Passage provided:
In June 2012, the Turkish government announced for the first time, that a Kurdish elective language course entitled: “Living Languages and Dialects” (Yaşayan Diller ve Lehçeler), would be offered as an elective language for Grades 5–7 for two hours per week.

IMPACT-se studied these textbooks (published in 2014 and 2015 in Kurmanji and Zazaki) in its report  and found that the elective Kurdish-language program strengthens Kurdish culture and identity, while assuming a pan-Kurdish worldview devoid of hate against Turks. Included are Kurdish-historic places in Turkey, Iran and Iraq (but not Syria). The textbooks cover issues such as the Kurdish diaspora in Europe, the Kurdish national holiday of Newroz, with the underlying revolutionary message of uprising against tyranny. Children’s names are exclusively Kurdish. Turks and Turkey are not represented in the elective Kurdish books (but are obviously present across the rest of the curriculum).

The latter is a surprising and counter-intuitive finding. Textbooks published by Turkey’s Ministry of Education focus solely on the Kurdish side, with pan-Kurdish messaging, and no Turkish context. There could be several explanations for this, but the fact remains that Turkish-Kurdish relations are still not present in Turkey’s Kurdish language program.

Work order:
In the passage on Turkey's Kurdish elective textbooks, which grades was the "Living Languages and Dialects" course offered to, and for how many hours per week?

Dataset extract:
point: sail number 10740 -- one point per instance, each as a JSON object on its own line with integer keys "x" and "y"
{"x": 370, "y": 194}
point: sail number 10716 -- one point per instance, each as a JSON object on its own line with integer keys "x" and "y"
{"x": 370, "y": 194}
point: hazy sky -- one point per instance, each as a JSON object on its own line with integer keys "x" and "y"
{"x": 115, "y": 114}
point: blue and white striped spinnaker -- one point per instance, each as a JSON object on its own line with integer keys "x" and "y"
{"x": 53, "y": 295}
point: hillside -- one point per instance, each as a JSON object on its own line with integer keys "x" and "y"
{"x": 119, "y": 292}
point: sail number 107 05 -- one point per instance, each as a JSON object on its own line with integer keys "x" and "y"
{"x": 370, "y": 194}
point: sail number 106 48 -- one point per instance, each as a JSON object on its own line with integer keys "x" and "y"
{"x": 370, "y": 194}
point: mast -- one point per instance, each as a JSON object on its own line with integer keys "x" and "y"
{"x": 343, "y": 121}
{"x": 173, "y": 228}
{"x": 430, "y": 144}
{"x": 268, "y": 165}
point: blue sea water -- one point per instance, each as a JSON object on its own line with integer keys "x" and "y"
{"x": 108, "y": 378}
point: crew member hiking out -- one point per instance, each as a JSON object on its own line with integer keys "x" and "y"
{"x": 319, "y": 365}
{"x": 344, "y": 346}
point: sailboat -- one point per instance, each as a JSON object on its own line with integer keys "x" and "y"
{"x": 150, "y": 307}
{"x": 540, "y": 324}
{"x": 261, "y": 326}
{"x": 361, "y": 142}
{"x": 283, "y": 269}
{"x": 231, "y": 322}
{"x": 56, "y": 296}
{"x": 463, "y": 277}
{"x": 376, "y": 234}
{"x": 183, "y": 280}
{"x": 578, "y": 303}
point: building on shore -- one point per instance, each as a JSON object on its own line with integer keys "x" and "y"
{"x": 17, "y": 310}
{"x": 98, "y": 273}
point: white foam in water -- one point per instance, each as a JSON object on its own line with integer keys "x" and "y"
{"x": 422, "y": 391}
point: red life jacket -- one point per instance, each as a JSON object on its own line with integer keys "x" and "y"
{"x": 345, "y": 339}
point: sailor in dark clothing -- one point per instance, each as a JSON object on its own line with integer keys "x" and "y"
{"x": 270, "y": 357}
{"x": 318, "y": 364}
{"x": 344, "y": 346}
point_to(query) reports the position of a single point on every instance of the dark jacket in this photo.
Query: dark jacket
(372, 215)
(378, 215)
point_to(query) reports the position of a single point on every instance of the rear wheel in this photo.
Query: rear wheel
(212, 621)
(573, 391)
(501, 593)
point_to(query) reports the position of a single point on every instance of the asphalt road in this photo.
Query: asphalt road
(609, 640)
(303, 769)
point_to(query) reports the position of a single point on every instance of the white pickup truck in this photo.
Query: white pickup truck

Answer to the problem:
Grades 5–7, for two hours per week.